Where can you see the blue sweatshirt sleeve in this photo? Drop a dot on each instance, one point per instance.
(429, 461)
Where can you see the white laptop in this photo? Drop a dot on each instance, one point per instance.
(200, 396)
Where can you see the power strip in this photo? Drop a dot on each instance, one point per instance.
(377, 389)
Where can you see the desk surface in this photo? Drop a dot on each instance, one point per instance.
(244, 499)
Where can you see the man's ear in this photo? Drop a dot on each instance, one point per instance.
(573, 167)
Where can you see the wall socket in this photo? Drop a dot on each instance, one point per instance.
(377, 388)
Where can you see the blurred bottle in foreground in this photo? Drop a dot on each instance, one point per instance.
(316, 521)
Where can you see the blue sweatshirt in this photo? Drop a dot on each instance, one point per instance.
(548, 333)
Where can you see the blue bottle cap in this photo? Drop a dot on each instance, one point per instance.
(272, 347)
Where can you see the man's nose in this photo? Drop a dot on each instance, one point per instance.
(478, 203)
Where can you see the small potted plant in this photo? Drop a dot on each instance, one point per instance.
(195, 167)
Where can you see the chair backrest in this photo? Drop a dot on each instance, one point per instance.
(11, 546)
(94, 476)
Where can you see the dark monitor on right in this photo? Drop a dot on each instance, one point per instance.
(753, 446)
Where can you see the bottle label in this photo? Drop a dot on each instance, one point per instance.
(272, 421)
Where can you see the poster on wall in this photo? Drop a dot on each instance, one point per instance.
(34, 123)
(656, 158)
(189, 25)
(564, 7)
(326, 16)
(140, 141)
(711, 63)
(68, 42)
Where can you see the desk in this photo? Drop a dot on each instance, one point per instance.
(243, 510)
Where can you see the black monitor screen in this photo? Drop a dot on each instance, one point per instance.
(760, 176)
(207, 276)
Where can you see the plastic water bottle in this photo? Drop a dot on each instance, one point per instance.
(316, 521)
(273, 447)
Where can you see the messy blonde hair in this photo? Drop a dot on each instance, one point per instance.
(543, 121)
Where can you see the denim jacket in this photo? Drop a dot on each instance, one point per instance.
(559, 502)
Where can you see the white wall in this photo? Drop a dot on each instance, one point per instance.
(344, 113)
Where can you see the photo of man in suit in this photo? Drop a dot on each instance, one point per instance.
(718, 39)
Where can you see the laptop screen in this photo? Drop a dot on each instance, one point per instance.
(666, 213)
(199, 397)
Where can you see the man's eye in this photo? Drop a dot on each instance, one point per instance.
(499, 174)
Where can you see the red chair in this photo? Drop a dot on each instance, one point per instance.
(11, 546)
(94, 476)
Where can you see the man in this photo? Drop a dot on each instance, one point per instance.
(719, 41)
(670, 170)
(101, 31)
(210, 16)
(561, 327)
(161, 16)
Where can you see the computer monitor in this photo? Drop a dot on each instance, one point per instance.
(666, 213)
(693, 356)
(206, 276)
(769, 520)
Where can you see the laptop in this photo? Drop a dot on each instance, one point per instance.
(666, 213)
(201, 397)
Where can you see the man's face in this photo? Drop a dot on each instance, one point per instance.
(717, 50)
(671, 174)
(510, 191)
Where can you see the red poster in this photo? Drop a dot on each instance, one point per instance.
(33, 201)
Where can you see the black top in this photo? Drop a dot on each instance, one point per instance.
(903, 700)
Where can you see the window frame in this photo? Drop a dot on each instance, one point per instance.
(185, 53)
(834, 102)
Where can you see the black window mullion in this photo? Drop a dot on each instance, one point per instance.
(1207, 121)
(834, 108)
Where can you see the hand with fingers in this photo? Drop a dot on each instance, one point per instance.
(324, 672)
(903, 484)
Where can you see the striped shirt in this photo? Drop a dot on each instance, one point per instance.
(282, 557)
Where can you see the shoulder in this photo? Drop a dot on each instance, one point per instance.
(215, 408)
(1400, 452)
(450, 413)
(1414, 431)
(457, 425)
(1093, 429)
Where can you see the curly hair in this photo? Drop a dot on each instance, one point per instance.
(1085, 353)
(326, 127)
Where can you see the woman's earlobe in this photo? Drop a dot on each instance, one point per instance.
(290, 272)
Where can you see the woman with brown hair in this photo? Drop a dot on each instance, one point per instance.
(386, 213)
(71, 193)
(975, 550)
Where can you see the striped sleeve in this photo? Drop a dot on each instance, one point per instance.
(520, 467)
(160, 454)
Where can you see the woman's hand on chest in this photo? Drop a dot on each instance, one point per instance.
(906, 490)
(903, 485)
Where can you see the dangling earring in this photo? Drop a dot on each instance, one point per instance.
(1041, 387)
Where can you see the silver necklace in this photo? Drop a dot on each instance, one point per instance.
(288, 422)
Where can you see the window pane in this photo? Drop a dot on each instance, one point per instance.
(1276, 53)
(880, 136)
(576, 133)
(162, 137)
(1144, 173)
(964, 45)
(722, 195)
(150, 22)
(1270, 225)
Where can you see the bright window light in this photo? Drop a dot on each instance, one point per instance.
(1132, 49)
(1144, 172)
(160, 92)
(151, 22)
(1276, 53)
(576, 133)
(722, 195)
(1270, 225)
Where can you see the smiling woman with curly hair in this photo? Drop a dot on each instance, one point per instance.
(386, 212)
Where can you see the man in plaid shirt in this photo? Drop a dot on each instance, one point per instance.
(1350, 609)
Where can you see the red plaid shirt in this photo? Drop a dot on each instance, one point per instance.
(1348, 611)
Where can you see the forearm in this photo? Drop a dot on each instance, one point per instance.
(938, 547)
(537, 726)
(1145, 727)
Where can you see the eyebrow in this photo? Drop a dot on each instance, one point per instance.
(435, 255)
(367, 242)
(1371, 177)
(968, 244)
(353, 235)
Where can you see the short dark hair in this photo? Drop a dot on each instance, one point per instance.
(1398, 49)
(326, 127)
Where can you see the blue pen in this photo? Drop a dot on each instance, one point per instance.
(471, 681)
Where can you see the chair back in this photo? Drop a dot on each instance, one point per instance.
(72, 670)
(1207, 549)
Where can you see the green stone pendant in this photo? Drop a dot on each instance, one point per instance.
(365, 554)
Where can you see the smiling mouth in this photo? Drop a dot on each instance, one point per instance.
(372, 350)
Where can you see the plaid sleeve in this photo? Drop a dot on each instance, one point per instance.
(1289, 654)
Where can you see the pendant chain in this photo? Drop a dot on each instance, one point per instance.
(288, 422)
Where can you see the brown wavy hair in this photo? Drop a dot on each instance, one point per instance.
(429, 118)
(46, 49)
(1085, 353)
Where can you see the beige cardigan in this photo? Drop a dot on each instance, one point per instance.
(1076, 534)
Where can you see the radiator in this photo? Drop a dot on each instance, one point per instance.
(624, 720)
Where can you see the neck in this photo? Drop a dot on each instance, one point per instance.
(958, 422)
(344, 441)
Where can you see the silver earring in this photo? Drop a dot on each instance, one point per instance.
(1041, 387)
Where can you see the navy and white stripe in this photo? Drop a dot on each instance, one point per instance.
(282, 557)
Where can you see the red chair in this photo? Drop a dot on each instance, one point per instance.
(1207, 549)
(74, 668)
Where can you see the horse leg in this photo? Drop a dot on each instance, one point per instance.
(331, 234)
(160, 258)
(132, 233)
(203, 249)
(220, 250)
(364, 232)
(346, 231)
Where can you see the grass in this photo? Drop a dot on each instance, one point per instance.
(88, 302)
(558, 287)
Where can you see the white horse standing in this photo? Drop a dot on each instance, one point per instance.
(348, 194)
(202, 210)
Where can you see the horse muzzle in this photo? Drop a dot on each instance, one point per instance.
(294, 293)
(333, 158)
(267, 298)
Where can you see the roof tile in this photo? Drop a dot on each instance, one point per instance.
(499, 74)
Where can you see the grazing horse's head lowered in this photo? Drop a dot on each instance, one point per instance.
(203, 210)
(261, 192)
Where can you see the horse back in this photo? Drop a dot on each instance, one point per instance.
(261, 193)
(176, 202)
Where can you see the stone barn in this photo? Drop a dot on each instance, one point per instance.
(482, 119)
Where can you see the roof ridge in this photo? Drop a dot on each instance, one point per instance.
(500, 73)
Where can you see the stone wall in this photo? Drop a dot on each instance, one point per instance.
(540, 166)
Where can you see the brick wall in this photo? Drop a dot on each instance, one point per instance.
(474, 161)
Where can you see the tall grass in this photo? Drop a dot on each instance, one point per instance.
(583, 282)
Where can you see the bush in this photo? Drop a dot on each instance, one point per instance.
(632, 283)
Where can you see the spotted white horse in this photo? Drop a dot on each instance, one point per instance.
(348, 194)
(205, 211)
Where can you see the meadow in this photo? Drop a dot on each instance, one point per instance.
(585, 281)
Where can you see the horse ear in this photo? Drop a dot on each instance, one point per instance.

■ WHAT TO DO ■
Please give as a numbered list, with blank lines left out, the lines starting with the one that contains "Where can you see the woman's hand" and going on through the one that contains "(1145, 727)".

■ RESULT OF THE EXERCISE ■
1. Where can you see the woman's hand on chest in this photo? Drop a dot on each instance, one point per instance.
2. (906, 490)
3. (903, 485)
4. Where can you see the dangling earring in this photo? Drop a dot on each instance, one point per instance.
5. (1041, 387)
6. Where can you see the silver necklace in this photo? Drop a dot on each instance, one point per instance.
7. (288, 422)
8. Where can you see the window pane in this photo? Drop a dot on each instance, one point per instance.
9. (1276, 53)
10. (880, 136)
11. (576, 133)
12. (162, 137)
13. (1144, 173)
14. (964, 45)
15. (722, 195)
16. (150, 22)
17. (1270, 225)
18. Where can you see the bright window light in this photo? Drop a dot on each instance, one point per instance.
19. (1132, 49)
20. (1144, 172)
21. (160, 92)
22. (151, 22)
23. (1276, 53)
24. (576, 133)
25. (722, 195)
26. (1270, 225)
27. Where can you see the smiling woman with curly hair in this photo? Drop a dot on each instance, one point per instance.
28. (386, 212)
29. Where can you see the man in plaid shirt in this photo? Drop a dot on each instance, one point per instance.
30. (1350, 609)
31. Where can you see the red plaid shirt in this photo? Drop a dot on each instance, one point per instance.
32. (1348, 611)
33. Where can you see the forearm in this photo? Drop a dot on each instance, one point per instance.
34. (938, 547)
35. (537, 726)
36. (1145, 727)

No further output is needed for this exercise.